• **WHAT TO DO**
Please repeat, without alteration, the line containing "Task: indicate one point per instance of the glass tabletop" and every line that follows it to the end of the entries below, and only those lines.

-- RECORDS FOR PROCESSING follows --

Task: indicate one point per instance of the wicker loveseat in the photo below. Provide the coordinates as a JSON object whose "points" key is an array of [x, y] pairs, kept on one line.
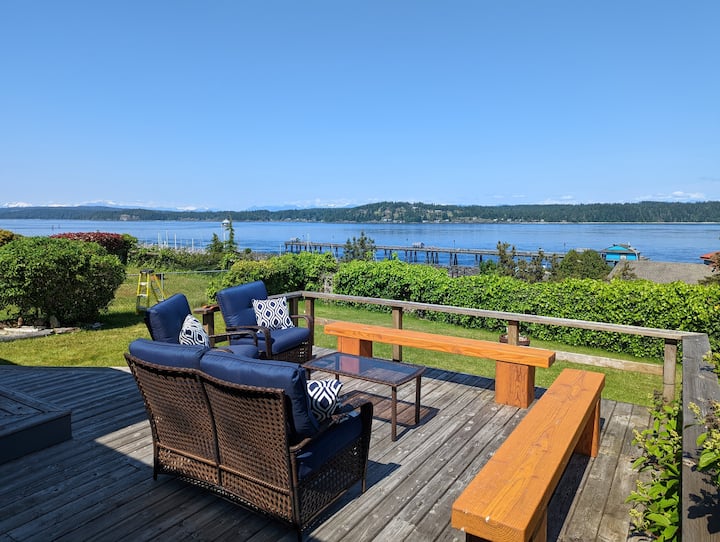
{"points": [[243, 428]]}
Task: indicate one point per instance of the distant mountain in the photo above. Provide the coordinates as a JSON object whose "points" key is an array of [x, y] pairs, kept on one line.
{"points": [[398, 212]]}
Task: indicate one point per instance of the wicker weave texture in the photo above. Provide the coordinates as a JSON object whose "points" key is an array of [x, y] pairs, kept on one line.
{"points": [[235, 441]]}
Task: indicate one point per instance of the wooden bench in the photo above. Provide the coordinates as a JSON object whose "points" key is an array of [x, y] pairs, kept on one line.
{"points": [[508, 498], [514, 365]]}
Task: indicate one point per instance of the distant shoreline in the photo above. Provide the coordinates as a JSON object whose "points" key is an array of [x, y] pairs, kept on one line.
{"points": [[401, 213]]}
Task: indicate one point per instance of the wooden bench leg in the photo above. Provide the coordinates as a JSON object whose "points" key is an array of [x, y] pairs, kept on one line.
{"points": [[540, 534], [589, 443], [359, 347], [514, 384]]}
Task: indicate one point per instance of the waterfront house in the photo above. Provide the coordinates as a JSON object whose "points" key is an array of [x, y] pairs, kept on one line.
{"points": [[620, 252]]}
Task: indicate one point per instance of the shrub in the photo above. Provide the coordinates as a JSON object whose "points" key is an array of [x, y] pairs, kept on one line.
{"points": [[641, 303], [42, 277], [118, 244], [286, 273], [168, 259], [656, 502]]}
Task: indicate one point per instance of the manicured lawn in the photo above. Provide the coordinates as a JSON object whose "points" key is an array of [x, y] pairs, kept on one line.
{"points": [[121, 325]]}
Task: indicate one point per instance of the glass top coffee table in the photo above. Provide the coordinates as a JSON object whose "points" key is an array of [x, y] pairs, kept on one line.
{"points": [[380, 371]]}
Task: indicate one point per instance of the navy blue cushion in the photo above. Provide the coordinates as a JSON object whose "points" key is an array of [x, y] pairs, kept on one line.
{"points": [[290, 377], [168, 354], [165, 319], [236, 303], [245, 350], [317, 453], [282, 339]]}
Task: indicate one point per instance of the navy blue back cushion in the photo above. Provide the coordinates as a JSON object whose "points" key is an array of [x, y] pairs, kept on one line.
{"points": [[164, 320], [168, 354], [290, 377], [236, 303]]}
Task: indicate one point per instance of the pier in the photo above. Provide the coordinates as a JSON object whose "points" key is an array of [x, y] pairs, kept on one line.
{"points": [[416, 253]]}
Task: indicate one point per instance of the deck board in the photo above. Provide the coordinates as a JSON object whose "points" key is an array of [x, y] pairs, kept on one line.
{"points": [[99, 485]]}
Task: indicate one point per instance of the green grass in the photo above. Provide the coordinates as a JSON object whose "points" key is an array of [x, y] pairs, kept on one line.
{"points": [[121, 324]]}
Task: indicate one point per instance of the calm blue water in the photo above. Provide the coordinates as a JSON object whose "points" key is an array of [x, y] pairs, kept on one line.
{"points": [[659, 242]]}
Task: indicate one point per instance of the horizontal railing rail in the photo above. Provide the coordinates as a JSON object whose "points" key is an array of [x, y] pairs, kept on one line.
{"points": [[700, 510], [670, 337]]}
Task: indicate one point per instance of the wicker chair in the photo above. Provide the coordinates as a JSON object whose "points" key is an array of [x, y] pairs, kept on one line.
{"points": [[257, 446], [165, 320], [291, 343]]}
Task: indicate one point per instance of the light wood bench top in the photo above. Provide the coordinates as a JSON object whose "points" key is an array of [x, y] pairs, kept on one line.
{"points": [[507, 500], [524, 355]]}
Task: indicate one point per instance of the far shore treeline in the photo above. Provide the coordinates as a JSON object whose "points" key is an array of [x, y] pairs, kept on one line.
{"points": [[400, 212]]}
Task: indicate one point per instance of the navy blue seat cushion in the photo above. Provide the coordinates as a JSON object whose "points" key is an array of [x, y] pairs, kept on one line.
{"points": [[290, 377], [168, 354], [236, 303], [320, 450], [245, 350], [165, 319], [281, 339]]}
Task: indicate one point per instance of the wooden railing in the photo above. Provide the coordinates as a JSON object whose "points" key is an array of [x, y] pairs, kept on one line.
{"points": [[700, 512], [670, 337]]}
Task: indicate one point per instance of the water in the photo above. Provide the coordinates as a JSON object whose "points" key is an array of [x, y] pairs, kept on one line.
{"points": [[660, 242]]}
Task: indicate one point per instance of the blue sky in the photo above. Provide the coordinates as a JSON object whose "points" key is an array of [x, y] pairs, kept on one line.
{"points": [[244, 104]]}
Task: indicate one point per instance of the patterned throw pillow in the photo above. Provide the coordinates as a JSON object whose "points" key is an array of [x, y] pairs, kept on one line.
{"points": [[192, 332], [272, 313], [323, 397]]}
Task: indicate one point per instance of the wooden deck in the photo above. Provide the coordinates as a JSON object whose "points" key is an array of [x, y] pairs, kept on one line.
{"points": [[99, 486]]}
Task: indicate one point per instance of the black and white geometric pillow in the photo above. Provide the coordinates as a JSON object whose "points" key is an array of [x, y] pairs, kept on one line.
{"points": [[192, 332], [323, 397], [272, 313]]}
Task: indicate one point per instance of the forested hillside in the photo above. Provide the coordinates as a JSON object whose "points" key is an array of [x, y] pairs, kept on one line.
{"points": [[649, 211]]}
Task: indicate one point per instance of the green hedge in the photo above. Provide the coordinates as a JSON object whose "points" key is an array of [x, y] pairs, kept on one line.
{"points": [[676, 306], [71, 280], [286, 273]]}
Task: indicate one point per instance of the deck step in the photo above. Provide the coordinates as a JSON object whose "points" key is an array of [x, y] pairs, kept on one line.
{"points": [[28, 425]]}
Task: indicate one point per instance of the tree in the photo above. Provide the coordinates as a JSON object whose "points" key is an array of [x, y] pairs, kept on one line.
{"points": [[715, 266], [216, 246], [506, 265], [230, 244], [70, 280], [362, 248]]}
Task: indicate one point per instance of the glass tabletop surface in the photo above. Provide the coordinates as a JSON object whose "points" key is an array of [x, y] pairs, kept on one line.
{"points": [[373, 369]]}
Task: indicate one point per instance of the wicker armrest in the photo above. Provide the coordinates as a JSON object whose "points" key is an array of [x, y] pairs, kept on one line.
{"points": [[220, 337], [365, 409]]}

-- RECORDS FOR PROCESSING concluded --

• **SOLUTION FOR THIS TASK**
Task: indicate one point per instance of the glass tabletop surface in the photo above. Provide the coordinates as a JSON object whose "points" key is an array of [x, y] pairs, kept on one line.
{"points": [[373, 369]]}
Task: indicate one point per instance of the wicker armrest in the photo above. Provide the coordinates as a JSON object whose "points" key is an array of [x, y] pairs, kept on one line.
{"points": [[220, 337], [365, 409]]}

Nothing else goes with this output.